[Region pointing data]
******

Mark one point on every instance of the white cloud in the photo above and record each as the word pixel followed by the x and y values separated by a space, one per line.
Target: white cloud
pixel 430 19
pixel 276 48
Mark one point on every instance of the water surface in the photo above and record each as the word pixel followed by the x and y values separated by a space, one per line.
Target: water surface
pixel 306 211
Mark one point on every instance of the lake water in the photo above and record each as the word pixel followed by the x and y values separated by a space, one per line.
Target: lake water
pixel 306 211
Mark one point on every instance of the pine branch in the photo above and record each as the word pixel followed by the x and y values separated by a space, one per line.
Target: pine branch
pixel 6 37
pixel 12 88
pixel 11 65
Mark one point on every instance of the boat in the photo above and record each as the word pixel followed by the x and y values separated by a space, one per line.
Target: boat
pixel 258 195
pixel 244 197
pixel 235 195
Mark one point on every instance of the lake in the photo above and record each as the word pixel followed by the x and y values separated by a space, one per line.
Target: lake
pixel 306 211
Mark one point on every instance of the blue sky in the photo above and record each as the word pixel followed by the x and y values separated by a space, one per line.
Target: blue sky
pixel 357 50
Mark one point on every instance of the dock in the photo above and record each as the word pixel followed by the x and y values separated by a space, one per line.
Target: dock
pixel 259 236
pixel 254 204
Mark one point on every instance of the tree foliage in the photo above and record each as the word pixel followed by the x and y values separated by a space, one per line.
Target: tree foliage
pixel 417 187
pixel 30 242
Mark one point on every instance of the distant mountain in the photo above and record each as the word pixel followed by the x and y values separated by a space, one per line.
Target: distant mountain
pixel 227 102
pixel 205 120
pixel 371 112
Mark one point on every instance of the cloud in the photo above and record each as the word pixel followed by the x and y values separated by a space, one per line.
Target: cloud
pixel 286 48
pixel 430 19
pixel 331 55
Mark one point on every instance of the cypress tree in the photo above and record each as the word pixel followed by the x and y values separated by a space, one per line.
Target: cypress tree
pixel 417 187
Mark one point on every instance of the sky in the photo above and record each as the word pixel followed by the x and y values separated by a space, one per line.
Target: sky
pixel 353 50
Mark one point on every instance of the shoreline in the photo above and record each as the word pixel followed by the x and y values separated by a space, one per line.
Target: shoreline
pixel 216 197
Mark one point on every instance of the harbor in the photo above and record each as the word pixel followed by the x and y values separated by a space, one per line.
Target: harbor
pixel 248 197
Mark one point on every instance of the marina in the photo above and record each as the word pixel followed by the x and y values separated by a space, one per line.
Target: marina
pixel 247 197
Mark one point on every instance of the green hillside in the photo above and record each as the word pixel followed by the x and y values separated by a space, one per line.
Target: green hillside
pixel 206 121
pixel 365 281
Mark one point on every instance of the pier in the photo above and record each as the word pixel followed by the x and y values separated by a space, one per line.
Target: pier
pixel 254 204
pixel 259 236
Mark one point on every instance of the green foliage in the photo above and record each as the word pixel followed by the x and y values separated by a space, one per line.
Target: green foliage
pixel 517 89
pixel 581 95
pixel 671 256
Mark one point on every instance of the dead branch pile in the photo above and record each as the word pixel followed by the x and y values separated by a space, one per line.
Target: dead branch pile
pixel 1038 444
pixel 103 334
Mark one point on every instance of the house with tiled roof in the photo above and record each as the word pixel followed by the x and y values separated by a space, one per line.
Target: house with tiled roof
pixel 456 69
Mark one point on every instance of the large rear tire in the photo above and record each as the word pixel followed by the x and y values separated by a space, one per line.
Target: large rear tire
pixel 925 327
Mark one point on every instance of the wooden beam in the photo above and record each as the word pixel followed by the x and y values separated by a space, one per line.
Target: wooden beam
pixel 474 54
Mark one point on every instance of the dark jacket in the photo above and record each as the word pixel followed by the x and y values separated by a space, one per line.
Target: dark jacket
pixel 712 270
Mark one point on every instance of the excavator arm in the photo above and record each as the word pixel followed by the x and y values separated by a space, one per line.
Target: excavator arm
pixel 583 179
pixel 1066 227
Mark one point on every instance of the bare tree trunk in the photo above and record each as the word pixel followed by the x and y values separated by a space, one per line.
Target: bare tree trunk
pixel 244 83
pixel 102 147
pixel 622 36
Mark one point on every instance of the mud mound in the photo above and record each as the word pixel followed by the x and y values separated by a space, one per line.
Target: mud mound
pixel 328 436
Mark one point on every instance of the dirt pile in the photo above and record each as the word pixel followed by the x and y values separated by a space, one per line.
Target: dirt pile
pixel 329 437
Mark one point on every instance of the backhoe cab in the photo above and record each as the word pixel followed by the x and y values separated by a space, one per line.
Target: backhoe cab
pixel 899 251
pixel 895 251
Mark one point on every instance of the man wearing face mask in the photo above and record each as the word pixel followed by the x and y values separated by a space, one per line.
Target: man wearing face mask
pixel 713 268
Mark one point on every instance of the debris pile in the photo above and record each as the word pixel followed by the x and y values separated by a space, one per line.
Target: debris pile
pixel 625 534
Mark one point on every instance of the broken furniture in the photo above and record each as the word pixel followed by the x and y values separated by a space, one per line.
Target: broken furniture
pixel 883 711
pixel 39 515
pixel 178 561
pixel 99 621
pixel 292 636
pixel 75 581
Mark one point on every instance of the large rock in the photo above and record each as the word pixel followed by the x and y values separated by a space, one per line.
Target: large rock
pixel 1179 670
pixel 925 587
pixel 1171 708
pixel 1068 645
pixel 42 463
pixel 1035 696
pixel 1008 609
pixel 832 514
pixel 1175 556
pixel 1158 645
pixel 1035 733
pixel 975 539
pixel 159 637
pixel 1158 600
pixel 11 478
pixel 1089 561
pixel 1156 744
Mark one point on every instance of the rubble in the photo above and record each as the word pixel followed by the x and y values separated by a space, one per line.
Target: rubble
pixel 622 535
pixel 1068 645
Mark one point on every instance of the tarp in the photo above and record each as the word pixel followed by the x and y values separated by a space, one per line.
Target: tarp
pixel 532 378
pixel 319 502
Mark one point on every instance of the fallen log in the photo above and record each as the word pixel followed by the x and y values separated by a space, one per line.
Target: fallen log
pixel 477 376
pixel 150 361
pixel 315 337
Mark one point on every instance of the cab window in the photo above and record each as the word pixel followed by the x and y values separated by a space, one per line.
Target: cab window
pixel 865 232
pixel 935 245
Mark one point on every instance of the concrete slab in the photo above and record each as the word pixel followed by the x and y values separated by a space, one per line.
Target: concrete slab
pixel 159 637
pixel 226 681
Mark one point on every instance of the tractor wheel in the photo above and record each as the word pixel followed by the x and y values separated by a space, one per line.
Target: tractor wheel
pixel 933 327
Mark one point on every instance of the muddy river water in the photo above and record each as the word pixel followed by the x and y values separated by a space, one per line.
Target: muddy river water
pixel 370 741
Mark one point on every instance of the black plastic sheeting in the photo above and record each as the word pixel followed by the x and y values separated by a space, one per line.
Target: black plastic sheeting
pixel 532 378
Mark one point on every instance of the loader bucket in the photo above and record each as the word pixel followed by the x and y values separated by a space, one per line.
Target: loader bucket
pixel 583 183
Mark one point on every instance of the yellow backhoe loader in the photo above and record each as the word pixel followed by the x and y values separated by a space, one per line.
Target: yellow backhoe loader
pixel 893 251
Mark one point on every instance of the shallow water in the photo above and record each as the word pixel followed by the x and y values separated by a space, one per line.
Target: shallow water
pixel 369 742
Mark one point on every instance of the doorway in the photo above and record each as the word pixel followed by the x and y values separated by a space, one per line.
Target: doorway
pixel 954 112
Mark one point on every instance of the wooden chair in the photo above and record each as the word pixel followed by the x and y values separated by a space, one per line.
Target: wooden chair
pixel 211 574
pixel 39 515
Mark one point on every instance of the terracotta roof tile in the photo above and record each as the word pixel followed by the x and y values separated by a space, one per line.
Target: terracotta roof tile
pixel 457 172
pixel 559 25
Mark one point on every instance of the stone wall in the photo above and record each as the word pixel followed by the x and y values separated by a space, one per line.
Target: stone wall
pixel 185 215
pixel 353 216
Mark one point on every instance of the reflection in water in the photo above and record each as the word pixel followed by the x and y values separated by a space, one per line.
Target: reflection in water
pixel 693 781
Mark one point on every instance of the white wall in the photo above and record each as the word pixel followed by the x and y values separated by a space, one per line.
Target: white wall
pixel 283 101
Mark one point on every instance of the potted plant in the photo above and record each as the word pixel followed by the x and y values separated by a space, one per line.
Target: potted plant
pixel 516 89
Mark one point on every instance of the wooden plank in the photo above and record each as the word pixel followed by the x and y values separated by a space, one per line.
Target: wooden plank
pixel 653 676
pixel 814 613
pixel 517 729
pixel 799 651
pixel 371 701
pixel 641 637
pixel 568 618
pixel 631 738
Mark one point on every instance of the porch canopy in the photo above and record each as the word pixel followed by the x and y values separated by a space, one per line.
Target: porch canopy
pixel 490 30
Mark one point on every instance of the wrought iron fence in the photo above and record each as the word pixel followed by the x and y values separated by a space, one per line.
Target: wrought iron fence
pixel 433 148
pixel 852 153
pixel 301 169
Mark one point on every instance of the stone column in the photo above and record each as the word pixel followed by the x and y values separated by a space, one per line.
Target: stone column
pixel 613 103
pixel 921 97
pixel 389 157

******

> **Exercise**:
The first line of the entries above and every line after it, up to and including the line with "Mark one point on every instance of the boat", should be set down exactly.

> **Written solution**:
Mark one point on every instance of the white cloud in the photo above and record each as the word pixel followed by the x and y values separated by a space, one per line.
Target: white cloud
pixel 430 19
pixel 276 48
Mark one point on every instance of the water surface in the photo above and record each as the word pixel followed by the x and y values separated by a space, one per line.
Target: water surface
pixel 306 211
Mark one point on every instance of the lake water in the photo above and record each as the word pixel followed by the x and y values separated by a space, one per line.
Target: lake water
pixel 306 211
Mark one point on every instance of the pine branch in the photo above and record each as the word pixel followed by the x and y values separated by a space, one per line.
Target: pine branch
pixel 6 37
pixel 12 88
pixel 11 65
Mark one point on every instance of the boat in the photo above and record each as the word pixel followed by the x and y values separated by a space, one per line.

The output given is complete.